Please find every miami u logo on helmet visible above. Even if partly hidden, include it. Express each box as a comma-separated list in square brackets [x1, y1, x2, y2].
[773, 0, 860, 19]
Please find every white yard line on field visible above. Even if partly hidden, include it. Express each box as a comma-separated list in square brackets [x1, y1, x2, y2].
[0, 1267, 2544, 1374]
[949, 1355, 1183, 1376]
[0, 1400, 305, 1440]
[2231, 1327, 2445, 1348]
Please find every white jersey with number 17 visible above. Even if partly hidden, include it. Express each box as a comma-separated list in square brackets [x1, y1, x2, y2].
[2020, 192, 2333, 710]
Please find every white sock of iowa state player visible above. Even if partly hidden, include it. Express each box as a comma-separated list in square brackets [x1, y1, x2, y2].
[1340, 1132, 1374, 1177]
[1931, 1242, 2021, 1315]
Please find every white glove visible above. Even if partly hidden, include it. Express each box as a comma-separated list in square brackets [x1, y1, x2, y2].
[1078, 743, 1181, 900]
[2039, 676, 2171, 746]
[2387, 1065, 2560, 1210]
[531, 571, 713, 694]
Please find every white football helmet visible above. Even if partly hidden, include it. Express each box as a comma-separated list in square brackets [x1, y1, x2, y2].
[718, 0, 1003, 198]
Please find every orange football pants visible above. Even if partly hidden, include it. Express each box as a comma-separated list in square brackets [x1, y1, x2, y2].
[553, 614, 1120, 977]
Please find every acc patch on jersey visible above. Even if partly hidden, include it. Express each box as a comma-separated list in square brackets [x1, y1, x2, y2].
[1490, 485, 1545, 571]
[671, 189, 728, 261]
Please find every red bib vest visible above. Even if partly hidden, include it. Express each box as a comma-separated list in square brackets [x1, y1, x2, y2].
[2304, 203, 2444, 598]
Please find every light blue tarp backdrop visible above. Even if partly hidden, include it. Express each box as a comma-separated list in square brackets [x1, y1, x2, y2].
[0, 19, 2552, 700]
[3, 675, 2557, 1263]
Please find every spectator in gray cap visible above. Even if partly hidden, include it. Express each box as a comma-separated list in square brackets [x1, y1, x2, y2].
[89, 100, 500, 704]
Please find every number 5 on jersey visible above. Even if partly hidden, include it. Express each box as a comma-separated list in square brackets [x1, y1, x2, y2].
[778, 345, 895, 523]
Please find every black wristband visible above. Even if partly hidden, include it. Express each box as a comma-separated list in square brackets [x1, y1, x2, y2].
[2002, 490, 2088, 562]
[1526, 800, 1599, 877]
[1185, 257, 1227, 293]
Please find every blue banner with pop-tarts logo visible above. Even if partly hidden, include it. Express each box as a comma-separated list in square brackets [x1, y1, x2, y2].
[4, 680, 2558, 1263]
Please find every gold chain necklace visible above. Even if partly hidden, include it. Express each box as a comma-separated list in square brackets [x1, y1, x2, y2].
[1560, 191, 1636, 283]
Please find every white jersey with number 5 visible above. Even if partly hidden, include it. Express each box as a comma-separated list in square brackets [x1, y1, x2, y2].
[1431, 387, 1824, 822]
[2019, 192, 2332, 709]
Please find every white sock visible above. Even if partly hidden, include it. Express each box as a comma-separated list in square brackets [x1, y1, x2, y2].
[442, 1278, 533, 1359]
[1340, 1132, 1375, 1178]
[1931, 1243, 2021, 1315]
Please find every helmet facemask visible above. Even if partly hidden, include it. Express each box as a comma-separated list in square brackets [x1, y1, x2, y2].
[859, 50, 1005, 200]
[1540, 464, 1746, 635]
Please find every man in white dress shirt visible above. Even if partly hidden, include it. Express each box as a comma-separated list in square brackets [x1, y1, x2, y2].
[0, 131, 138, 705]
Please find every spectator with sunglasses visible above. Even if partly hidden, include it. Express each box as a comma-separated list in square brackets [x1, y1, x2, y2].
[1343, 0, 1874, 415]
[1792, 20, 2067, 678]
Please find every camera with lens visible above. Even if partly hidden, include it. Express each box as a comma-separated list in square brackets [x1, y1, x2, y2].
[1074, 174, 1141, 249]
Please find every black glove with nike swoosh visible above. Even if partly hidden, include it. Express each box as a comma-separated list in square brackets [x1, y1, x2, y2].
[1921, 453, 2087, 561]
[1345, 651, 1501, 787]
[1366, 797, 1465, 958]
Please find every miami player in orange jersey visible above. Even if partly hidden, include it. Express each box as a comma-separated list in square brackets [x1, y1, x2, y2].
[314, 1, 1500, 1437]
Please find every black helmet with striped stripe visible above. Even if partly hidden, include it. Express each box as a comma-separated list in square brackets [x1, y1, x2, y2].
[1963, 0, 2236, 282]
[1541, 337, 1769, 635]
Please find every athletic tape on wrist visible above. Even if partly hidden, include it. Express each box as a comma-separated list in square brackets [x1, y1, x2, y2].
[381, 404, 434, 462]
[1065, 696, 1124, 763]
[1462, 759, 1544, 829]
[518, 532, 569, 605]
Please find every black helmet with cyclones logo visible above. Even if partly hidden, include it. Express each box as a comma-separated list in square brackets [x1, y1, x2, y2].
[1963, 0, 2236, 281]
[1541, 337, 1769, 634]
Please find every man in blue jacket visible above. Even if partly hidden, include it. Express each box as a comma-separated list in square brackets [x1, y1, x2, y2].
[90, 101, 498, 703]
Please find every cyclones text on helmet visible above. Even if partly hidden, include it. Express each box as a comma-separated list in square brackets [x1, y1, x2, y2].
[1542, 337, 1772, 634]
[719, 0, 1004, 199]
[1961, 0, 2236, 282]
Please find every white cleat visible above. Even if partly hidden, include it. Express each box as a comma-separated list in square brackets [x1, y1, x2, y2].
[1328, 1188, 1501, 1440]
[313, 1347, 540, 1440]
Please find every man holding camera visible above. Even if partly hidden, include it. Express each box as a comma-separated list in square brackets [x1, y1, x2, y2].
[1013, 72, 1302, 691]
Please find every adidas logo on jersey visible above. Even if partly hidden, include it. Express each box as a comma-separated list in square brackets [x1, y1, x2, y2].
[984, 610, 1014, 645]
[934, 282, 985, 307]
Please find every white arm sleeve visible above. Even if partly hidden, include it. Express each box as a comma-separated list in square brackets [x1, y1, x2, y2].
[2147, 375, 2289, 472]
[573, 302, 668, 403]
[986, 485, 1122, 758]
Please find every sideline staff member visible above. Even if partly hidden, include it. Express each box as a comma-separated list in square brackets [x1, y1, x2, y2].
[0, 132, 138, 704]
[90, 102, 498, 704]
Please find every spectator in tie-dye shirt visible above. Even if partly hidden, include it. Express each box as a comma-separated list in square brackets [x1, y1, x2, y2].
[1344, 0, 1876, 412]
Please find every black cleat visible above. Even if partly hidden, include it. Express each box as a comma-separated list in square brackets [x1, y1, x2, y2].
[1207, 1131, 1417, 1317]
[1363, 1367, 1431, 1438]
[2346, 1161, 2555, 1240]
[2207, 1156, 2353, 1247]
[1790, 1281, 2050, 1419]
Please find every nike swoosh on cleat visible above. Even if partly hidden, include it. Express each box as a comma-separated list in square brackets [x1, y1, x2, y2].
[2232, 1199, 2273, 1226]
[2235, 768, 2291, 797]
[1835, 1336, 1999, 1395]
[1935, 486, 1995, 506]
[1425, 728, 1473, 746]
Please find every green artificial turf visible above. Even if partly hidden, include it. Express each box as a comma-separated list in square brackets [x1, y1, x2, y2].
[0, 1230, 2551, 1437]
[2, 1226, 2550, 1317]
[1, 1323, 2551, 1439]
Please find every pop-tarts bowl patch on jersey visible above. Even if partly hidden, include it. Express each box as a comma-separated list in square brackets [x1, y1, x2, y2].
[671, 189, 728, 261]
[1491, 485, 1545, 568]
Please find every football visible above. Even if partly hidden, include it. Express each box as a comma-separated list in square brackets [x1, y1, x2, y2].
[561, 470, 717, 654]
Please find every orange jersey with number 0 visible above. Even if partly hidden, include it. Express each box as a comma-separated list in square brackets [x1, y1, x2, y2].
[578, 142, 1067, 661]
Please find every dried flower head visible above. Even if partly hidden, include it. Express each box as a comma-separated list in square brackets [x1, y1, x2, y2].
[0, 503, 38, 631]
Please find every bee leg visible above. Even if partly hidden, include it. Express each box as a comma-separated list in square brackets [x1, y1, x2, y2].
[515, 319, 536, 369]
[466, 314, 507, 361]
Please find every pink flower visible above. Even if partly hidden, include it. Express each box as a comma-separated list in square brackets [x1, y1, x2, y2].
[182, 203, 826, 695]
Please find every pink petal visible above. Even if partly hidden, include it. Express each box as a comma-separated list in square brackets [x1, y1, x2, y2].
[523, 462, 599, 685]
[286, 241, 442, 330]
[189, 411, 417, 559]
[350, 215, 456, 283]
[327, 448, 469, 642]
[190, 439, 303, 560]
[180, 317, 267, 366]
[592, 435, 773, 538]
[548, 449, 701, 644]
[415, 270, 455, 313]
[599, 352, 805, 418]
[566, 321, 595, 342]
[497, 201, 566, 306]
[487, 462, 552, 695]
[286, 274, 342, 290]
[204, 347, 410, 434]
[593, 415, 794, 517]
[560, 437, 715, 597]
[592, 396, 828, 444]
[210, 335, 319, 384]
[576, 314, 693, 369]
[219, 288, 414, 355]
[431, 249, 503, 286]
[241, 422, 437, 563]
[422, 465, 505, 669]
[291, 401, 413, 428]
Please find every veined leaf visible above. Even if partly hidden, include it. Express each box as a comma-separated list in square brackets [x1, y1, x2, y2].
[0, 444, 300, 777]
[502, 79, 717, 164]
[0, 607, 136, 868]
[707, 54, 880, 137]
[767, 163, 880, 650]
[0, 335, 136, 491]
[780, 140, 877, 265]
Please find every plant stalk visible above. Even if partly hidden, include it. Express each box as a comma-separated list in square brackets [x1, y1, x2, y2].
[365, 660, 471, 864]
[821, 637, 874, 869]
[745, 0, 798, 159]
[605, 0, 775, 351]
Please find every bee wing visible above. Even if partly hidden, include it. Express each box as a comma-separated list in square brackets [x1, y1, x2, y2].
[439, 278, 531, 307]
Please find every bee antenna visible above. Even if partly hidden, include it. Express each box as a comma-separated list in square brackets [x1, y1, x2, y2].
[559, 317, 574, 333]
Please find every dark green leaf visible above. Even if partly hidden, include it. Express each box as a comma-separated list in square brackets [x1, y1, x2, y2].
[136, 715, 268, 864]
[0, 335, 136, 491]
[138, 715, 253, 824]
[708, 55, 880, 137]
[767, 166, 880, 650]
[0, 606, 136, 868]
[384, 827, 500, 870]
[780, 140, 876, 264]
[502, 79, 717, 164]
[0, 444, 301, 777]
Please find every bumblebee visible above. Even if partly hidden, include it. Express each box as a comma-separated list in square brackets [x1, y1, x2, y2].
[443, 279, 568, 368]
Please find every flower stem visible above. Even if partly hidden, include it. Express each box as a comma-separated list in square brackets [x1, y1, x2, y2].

§ **What the task requires**
What should come out is the exact run of lines from the one holding "Please find every bee wing" through the end of the records above, and nothing besides.

§ **Answer to the exercise**
Please find every bee wing visible above. Even if partly hidden, include it. Express each box as a comma-separated list in square brackets [x1, y1, x2, y2].
[439, 278, 531, 307]
Please find every bee antenna visible above. Even if partly hidden, include it. Express each box as a comma-separated list in square brackets [x1, y1, x2, y2].
[559, 317, 574, 333]
Please find every dark green leaf visible above. Even if partly hidden, include it. Express each box as a comma-separated list in square brackets [x1, y1, x2, y2].
[136, 715, 268, 864]
[0, 335, 136, 491]
[138, 715, 253, 824]
[708, 55, 880, 137]
[767, 166, 880, 650]
[0, 606, 136, 868]
[384, 827, 500, 870]
[780, 140, 876, 264]
[502, 79, 717, 164]
[0, 444, 301, 777]
Please find every bumblebee visible above. Even if partly hidden, include it. Express each box as a comma-separated list in square brackets [x1, y1, x2, y2].
[443, 279, 568, 368]
Please find every flower stem visible above. Even if partly hidden, include it. Express each box as a comma-separated list in square brackets [x1, y1, x2, y2].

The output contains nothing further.